### TASK STATEMENT
The entire listing below must be written out word for word.

----- PROVIDED DATA -----

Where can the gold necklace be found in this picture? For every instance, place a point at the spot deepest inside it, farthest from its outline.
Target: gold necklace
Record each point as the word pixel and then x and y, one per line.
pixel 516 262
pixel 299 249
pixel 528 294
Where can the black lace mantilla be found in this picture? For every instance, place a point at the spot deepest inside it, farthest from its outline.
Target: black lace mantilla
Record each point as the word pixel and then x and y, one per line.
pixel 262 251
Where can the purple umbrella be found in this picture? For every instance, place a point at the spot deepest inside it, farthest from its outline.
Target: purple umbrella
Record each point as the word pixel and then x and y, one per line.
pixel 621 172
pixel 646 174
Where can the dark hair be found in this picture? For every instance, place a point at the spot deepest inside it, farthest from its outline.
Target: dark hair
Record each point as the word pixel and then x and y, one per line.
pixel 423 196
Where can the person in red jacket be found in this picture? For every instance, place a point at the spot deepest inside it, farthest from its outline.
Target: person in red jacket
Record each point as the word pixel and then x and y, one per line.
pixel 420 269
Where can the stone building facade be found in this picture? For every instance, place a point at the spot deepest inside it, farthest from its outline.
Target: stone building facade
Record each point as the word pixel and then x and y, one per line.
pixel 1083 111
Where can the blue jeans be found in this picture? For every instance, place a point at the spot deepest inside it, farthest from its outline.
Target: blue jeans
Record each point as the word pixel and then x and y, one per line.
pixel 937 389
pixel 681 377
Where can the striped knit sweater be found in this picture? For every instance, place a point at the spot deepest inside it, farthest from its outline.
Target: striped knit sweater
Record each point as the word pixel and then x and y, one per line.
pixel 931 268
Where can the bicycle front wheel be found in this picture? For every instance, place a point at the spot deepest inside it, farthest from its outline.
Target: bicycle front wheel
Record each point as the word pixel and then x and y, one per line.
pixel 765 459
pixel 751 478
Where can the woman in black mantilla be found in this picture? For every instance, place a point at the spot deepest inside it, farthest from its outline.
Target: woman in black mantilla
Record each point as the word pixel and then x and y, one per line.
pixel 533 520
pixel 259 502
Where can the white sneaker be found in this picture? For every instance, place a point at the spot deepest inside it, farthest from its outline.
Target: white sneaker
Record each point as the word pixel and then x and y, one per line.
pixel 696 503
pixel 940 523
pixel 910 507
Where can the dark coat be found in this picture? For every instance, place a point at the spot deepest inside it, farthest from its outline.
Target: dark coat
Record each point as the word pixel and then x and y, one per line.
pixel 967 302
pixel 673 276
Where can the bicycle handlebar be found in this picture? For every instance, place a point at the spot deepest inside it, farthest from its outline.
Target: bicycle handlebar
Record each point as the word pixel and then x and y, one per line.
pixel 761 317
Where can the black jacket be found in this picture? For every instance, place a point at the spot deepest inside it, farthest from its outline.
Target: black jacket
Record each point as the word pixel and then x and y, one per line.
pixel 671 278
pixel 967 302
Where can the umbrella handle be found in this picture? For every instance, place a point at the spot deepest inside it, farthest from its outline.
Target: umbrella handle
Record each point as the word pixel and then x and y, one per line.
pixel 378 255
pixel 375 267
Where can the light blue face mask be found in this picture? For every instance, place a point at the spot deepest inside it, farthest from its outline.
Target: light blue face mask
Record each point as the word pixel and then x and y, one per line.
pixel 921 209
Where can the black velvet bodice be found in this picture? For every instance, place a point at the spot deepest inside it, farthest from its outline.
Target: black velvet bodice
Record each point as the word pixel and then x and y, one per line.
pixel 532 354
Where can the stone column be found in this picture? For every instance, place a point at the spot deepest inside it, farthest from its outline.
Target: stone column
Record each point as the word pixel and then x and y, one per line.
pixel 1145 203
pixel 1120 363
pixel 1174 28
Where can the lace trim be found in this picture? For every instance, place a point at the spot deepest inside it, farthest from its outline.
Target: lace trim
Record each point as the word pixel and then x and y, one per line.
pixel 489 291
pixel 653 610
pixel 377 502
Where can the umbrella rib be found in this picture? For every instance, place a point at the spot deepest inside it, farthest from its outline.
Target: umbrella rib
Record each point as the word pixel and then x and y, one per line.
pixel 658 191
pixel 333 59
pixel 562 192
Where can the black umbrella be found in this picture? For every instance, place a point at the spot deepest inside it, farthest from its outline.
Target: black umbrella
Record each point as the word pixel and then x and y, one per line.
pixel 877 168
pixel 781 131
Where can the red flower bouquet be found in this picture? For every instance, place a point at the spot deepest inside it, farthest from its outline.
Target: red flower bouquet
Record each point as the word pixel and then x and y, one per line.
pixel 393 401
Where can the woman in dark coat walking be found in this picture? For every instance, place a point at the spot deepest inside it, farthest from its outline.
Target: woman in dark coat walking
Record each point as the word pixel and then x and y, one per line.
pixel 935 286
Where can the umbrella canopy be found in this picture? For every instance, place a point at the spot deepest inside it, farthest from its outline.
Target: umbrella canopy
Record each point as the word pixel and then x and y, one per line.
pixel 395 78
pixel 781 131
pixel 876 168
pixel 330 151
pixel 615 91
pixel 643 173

-----

### TASK SOLUTION
Where can the gold necklace be found in this picture? For every instance, place a point at the spot deepest inside it, farthest from its outline.
Target: gold necklace
Record each point as the word pixel and then x and y, one per line.
pixel 516 262
pixel 299 249
pixel 528 294
Where can the black lace mantilla be found in this picture? For every instance, place a point at the spot deepest inside it, farthest from its outline.
Target: black lace mantilla
Record each point as the word pixel and then x and y, one per line.
pixel 262 251
Where can the purple umbrella be found in this picture? For every instance, place a point at the spot deepest inside it, farthest from its outline.
Target: purple umbrella
Record each point as the word pixel and then x and y, one per line.
pixel 621 172
pixel 646 174
Where can the dark hair be found in this picture? For every instance, place a point at the spot deepest inside it, farthest from its outline.
Target: dark hair
Record each point as the word pixel and then x and y, one per line.
pixel 423 196
Where can the person in red jacket be found in this picture? For every instance, place a point at the spot deepest inside it, farthest from its outline.
Target: person in red jacket
Record each point as the word pixel and then x and y, one per line.
pixel 420 269
Where can the stone building facade be found in this picture? For every instance, place a point at the spot deepest inside it, farthest from its outline.
Target: stone building facade
Record each point as the word pixel and then x and y, one per line.
pixel 1083 111
Where can the blue jeans be found in this picture? For every instance, place a point at the spot deepest inside it, farthest from its outline.
Target: blue jeans
Record each point as the word pixel and then x and y, one per line.
pixel 937 389
pixel 681 377
Where can the striped knit sweater be found in this picture? For every instance, place a point at the spot deepest inside it, farthest from its outline.
Target: striped knit sweater
Record each point as the word pixel and then x and y, one per line.
pixel 931 268
Where can the bicycle front wheel be found in this picture? For every instance, place a point at the spot deepest inside it, farthest from its outline.
Target: bicycle front wheel
Record each point as the word pixel and then x and y, one per line.
pixel 765 459
pixel 751 478
Where can the woman in black mantilla be found in this picture? For every instance, place a point at the spot deepest inside it, farthest from its outline.
Target: woman in black mantilla
Record each point as the word pixel and then x and y, one per line.
pixel 533 520
pixel 259 502
Where can the white sneaker be found in this picture? For every instance, place a point at the spot deepest inside it, farthest from its outline.
Target: white sneaker
Record each point as the word pixel and then x and y, one per line.
pixel 696 503
pixel 940 523
pixel 910 507
Where can the dark coat be found in this picture? For every instance, place a point at the spot deepest inside it, farthest from its outline.
Target: dark coat
Record each point as the word pixel and then x and y, one per line.
pixel 967 302
pixel 673 276
Where can the bicycle handlebar be found in this picture? For every instance, place a point at the spot deepest inside it, farthest from its outline.
Target: bicycle handlebar
Record each point as the word pixel and then x and y, one per line.
pixel 761 317
Where can the black jacket be found in this picture? For every instance, place a point at the spot deepest inside it, farthest from its outline.
Target: black jacket
Record each point as the word pixel and then x and y, one per line.
pixel 671 278
pixel 967 302
Where can the umbrella handle be found in this picture? For every instance, place a point at the spot deepest inside it, farthest from its outline.
Target: umbrella handle
Record each point as the word pixel and then x and y, one per line.
pixel 378 255
pixel 375 267
Where can the light blue face mask be found in this picture? For every instance, place a point at the spot deepest inside it, farthest from its outline.
Target: light blue face mask
Record each point as the word pixel and then x and y, one per line.
pixel 921 209
Where can the black velvet bodice be found in this picture? For every instance, place a point at the spot deepest inside it, farthest from its outline.
Target: black velvet bodice
Record each point as the word pixel and then x and y, one per line.
pixel 532 354
Where can the stone column be found in this picture? For every instance, place a point at the spot deepest inside it, farthest from its outline.
Target: stone column
Record each point as the word pixel and then x and y, one per line.
pixel 1145 203
pixel 1120 363
pixel 1174 28
Where can the lace trim be found in this picture? For every instance, place a point at the spot deepest inside it, farthest from its outline.
Target: lace trim
Record each point as the word pixel and then x and y, one per line.
pixel 489 291
pixel 653 610
pixel 377 502
Where can the umbrella rib be found in this picture? For every instance, place a point at the spot deepest inside it, farthest from its outline.
Target: umbrella rib
Record each point as the word pixel and then x and y, one per line.
pixel 658 191
pixel 333 59
pixel 562 192
Where can the black umbrella be found in this picture? For every instance, place a point at the spot deepest inside it, farthest from its outline.
Target: black umbrella
Record each point as the word pixel and then x and y, one per line.
pixel 877 168
pixel 781 131
Where can the red flower bouquet be found in this picture? For every instance, place a point at the spot deepest inside it, farthest from its outline.
Target: red flower bouquet
Record each point as the word pixel and then x and y, one per line.
pixel 393 401
Where can the woman in dark coat walking be found in this picture? For every instance, place a point at the spot deepest inside it, farthest from its outline.
Target: woman in dark coat walking
Record each point as the word pixel and then x and y, one per line.
pixel 935 286
Where can the umbrella canopy be found in this picture? For every instance, place a point at the spot deepest inside it, farthest from its outline.
Target: umbrella canopy
Record each point as the word pixel and then x and y, one per line.
pixel 395 78
pixel 781 131
pixel 876 168
pixel 330 151
pixel 615 91
pixel 643 173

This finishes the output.